## Exercise details
In the records below, find every line that contains "target" and list it.

## Information given
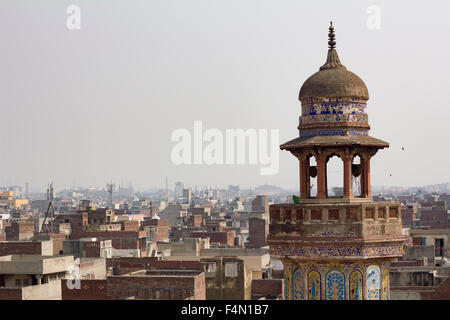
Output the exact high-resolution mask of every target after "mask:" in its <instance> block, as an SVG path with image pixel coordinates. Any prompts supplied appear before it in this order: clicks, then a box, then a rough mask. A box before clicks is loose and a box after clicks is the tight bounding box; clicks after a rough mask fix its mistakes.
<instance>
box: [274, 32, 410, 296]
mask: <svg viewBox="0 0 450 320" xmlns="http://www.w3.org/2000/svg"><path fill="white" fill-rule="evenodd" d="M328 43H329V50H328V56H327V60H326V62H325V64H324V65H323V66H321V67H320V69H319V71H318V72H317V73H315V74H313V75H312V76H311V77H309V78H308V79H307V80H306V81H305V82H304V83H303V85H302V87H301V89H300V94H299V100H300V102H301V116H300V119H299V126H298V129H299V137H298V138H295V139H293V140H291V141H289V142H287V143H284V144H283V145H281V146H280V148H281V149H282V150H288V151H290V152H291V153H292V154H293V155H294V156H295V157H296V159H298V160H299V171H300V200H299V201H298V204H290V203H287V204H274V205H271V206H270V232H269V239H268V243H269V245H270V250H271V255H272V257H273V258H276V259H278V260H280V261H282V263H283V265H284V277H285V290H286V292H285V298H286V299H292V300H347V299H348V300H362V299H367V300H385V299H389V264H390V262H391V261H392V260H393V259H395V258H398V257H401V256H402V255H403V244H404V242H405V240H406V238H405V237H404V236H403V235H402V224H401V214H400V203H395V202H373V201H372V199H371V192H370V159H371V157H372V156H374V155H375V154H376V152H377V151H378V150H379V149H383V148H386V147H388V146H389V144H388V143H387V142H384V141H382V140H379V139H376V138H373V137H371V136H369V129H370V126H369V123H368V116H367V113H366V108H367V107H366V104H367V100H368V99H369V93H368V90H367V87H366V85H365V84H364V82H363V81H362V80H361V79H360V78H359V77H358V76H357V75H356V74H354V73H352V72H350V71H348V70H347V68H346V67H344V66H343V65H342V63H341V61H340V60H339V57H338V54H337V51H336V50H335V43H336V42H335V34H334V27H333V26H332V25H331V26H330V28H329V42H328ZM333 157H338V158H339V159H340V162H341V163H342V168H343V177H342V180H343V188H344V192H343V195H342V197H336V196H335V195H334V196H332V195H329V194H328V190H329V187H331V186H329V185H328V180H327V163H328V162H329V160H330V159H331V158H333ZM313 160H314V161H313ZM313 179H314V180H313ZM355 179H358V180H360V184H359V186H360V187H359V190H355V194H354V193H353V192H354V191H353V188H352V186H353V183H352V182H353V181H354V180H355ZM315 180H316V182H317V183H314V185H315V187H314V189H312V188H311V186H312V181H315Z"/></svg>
--
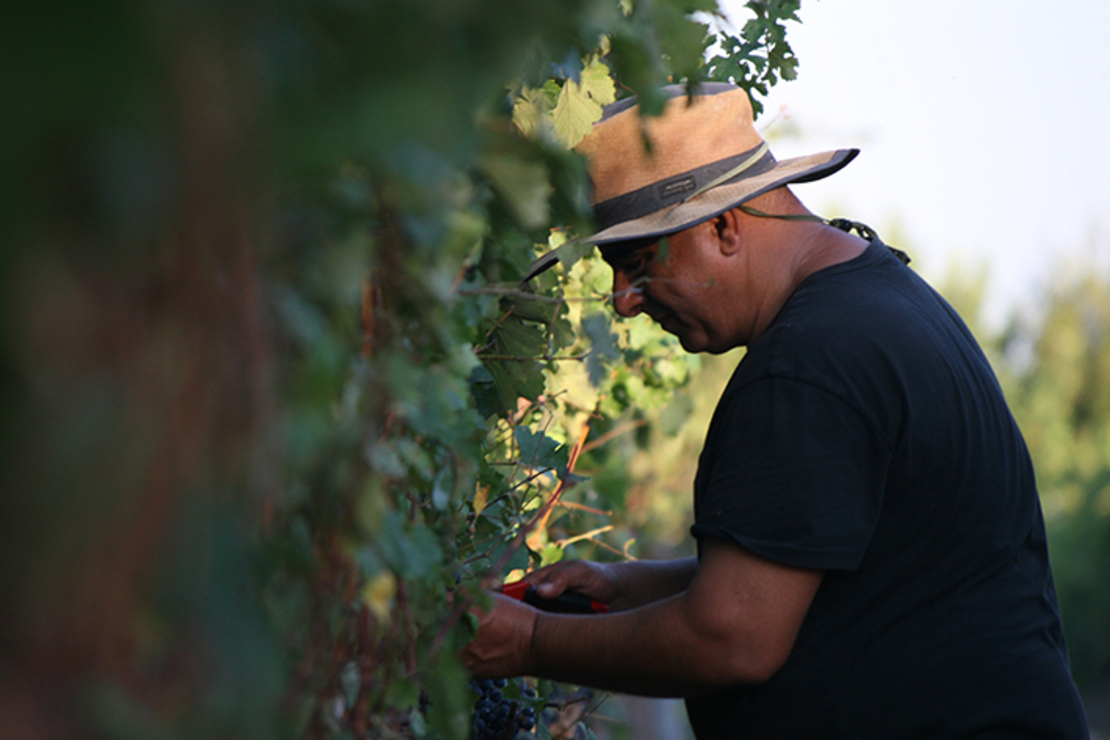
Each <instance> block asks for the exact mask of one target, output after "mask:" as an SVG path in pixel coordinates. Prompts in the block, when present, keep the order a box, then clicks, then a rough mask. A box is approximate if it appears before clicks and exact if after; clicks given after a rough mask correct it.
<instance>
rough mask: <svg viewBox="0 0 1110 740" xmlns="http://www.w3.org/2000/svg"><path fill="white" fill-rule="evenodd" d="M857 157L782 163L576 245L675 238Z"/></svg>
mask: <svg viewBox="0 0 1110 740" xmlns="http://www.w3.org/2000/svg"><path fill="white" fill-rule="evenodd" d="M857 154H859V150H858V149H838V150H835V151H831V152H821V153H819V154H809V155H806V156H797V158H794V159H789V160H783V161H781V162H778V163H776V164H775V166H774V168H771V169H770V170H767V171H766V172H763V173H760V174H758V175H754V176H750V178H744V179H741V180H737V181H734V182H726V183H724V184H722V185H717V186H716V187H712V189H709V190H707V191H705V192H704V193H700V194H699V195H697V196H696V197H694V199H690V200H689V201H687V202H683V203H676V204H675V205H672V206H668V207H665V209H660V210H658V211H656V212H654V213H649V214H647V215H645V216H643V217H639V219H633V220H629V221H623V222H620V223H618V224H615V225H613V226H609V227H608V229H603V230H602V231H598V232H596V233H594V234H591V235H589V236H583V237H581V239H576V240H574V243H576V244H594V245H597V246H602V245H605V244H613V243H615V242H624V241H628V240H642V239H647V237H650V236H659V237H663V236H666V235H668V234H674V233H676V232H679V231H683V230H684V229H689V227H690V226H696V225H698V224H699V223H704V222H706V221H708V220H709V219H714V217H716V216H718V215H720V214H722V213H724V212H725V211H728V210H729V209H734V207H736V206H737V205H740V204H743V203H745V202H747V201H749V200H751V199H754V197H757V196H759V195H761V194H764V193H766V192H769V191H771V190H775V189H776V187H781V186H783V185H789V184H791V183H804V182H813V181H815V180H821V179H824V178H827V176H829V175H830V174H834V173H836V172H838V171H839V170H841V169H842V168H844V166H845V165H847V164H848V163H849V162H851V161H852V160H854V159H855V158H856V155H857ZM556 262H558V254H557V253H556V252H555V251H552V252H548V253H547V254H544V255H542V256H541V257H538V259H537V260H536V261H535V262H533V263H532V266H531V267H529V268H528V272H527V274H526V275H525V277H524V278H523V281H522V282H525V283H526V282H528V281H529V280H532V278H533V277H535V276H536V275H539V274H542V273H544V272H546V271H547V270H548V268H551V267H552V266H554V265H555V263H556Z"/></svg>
==
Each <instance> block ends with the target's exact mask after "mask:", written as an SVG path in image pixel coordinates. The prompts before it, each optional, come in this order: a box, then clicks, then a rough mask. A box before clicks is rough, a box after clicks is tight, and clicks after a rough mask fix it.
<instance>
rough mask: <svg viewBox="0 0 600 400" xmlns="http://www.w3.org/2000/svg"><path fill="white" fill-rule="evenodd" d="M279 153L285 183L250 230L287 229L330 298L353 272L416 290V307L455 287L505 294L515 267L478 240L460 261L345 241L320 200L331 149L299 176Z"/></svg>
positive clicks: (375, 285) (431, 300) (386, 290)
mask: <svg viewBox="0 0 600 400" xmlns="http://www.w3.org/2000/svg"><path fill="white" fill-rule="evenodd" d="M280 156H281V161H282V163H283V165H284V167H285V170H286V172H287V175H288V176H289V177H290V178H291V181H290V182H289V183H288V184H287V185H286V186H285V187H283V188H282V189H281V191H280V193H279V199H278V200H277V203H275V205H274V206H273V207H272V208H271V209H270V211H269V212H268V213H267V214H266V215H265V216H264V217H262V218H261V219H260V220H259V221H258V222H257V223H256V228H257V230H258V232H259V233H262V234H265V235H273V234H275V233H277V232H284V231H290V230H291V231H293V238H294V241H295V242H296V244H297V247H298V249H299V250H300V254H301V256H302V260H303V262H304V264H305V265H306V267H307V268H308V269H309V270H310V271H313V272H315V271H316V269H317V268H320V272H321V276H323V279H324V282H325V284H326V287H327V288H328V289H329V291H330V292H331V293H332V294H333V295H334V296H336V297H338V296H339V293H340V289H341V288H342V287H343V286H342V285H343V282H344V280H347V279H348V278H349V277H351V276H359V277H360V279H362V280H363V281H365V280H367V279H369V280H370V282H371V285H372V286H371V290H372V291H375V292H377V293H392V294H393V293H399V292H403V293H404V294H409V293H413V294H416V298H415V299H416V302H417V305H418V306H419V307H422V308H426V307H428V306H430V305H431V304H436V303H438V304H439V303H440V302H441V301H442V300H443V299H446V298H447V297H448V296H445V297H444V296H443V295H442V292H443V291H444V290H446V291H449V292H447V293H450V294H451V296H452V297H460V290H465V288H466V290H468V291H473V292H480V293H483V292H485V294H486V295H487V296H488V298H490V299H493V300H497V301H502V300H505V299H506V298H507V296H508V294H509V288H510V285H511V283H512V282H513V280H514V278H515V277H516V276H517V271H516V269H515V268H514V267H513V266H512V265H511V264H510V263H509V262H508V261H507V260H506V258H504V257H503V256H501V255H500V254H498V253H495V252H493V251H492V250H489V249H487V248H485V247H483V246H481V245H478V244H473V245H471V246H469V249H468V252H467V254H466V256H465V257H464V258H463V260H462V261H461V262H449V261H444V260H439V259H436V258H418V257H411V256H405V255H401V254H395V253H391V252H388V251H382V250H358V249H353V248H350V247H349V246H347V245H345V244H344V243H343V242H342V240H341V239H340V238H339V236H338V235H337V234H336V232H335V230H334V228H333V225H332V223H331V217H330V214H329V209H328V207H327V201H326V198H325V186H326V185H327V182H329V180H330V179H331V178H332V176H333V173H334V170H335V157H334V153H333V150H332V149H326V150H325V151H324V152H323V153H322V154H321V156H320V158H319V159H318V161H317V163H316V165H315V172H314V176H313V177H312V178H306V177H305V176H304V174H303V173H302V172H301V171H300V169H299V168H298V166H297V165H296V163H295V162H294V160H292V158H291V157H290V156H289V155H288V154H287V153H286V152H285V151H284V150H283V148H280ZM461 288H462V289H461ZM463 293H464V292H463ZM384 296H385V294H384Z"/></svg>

## Answer box
Output the exact high-resolution mask of every target after "mask:" in its <instance> block, as an SVG path with image pixel coordinates. Any prompts supplied appear before it in this order: clicks, then a box, then a rough mask. A box before clicks is loose and a box after clicks is the tight bounding box; clicks after a rough mask fix its mistakes.
Each <instance> block asks for the exact mask of one target, output after "mask:" as an SVG path in pixel coordinates. Prompts in the block, when present, keep the order a box, then clicks, then a rough mask. A box is approximate if it appears before clicks and exact if after; clicks given after a rough mask correct it.
Each <instance> block ends with the target's exact mask after "mask:", written as an SVG path in image pixel coordinates. The prompts before it, each optional, come in this order: a box, then clicks, then a rough mask. A box before clicks is rough, a box after clicks is tight, and clicks after a rough mask fix it.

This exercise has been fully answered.